◆ **Text**
+---+

He would be the ideal defender for the Ravens, but would limit what they could do otherwise in free agency. Jones stated that the Chiefs were “starting a dynasty” following the Super Bowl. The Chiefs are tight against the cap, but moving on from Sammy Watkins and a few others would allow Kansas City enough cap space to retain Jones, although Patrick Mahomes inevitable extension could burst that bubble.
With several options likely to hit the market, the Ravens should be able to bring in a disruptive interior lineman in free agency. Javon Hargrave could make the most sense, as he is stout against the run and the pass, and has been working in the Steelers two gap, blitz friendly system for a few years. Steelers/Ravens crossovers don’t happen often, but when they do it adds a little extra spice to the rivalry.
If the Ravens wanted to use their first round selection on a player like Neville Gallimore, who could realistically be available, it would make sense to double dip. With Earl Thomas, Marlon Humphrey, Marcus Peters and Tavon Young set to return in 2020, pairing that group with a more formidable pass rush seems to be the best way to improve their roster moving forward. While there will be navigation required with Matthwe Judon, there are a few edge options available in both free agency and the NFL draft that could make sense if the Ravens decide Judon’s contract is too rich. Whoever lines up at edge in 2020 would greatly benefit from more penetrating style interior pass rushers, something that the Ravens have lacked for the better part of a decade.

+---+

◆ **What you will do**
[a] In the text on the Ravens' offseason, what kind of system has Javon Hargrave been working in with the Steelers?
[b] Carry on the text on the Ravens' offseason, starting after its last sentence.
The listing that comes next is separate material, unrelated to the text on the Ravens' offseason.

+---+

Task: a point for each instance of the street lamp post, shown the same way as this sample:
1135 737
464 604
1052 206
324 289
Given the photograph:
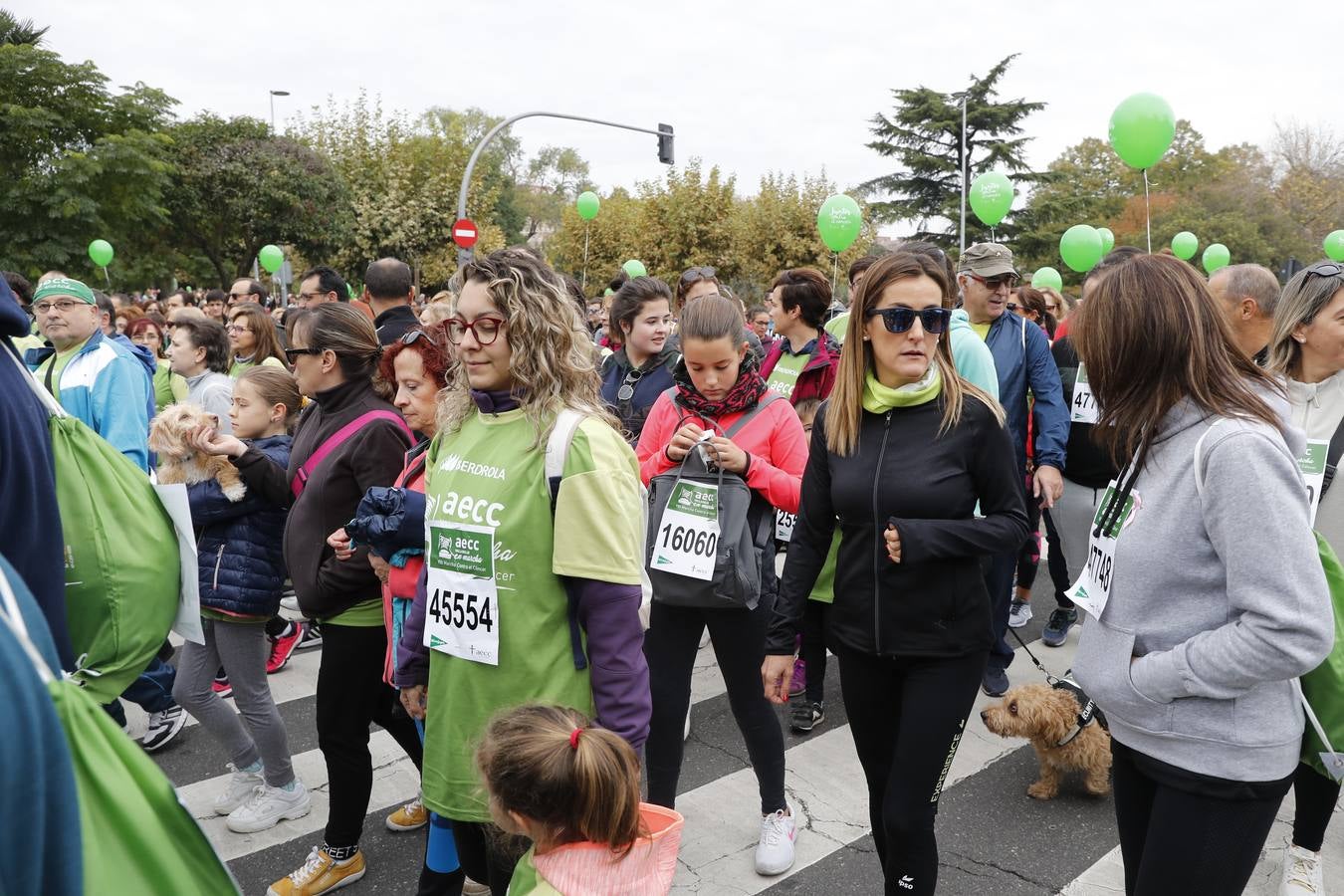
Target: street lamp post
663 133
273 95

+---+

◆ **Your responses**
[a] A two-gap, blitz-friendly system.

[b]
While “Wink” Martindale loves to blitz, I’m sure he would enjoy some more disruptive interior pass rushers. The Ravens drafted Daylon mack in 2019, who showed promise as an interior penetrator during his time at Texas A&M. If Mack is able to take a leap, that would be a welcome sight, but doubling down at the position is an absolute must if the Ravens want to take their defense to the next level.
The Ravens haven’t had an interior defensive lineman record over 30 pressures since 2012. That year, both Haloti Ngata (38 pressures) was a force inside. The Ravens ended up winning the Super Bowl with Ngata, Arthur Jones, Paul Kruger, Terrell Suggs, Pernell McPhee and Courtney Upshaw all making contributions.
If the Ravens want history to repeat itself, Eric DeCosta has some work to do.